#### Text

Viele Hammelburger erinnern sich gerne an die Kult-Diskothek Eisdiele in der Bahnhofsstraße. In den 80er und 90er Jahren rockten hier die Musikbegeisterten zu Rhythmen von Eric Clapton, den Rolling Stones oder The doors. Hinter dem Tresen bediente damals die 23-jährige Rosi Gerlach.
Auch heute noch steht die nun 50-Jährige manchmal hinter der Theke. Allerdings als Geschäftsführerin. Seit zehn Jahren leitet Rosi Gerlach die Diskothek Labyrinth in der Beethovenstraße in Würzburg. Das Laby, wie es liebevoll unter Alteingesessenen genannt wird, entstand 1989 als Nachfolger des BR3/Rainbow. Bekannt ist die Disco, die sich in einem Gewölbekeller befindet, für alternative Musik abseits des Main-Streams.

########

Was zu tun ist:
Führe den Text über Rosi Gerlach und die Würzburger Diskothek Labyrinth nach seinem letzten Satz fort.

#### Datenauszug

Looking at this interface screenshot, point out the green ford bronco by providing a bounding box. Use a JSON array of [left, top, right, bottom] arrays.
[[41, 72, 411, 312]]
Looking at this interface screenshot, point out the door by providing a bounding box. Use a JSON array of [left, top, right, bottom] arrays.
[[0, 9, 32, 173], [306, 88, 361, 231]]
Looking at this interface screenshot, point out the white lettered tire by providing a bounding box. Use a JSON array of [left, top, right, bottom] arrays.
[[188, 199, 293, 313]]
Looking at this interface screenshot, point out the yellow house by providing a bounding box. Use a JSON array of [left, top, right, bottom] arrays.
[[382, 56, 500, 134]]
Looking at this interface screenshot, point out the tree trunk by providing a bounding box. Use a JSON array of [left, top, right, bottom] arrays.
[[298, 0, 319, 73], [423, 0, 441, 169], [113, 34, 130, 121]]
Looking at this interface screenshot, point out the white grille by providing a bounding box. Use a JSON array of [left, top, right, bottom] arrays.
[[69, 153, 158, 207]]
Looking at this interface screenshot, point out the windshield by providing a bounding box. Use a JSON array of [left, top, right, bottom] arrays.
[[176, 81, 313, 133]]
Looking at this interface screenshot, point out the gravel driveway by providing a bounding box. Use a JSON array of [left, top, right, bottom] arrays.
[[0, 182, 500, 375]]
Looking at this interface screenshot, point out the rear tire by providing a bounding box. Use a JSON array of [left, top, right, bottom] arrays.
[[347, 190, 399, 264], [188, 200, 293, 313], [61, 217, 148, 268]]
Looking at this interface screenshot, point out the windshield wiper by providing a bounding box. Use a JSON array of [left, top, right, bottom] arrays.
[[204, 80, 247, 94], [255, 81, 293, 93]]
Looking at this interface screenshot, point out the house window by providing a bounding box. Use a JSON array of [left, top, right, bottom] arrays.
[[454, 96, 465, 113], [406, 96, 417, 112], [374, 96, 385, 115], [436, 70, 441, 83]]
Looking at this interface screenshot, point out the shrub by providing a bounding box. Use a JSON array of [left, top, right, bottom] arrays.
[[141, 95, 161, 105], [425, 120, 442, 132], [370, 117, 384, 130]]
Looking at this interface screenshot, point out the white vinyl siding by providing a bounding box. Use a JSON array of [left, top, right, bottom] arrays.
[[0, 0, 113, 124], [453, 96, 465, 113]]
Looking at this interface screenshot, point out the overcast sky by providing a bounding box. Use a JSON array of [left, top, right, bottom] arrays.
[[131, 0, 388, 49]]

########

Ergebnis:
Gerlachs Büro im Laby ist hell erleuchtet. Sie sei in einem strengen Elternhaus aufgewachsen, erzählt sie, während sie einige Papiere ordnet. Die blonden Haare hat sie zum Zopf gebunden, die schwarze Brille schmückt ihr Gesicht. Als älteste Tochter des damals stellvertretenden Bürgermeisters Otto Zeier habe sie nur wenige Freiheiten genossen. „Ich war ein schüchternes Mädchen.“ Musik liebte sie von Kindesbeinen an. In der Stadtkapelle, deren Dirigent lange Zeit ihr Vater war, spielte sie Klarinette. Dort lernte sie ihren Mann Manfred Gerlach kennen, der später auch Vorsitzender der Kapelle war.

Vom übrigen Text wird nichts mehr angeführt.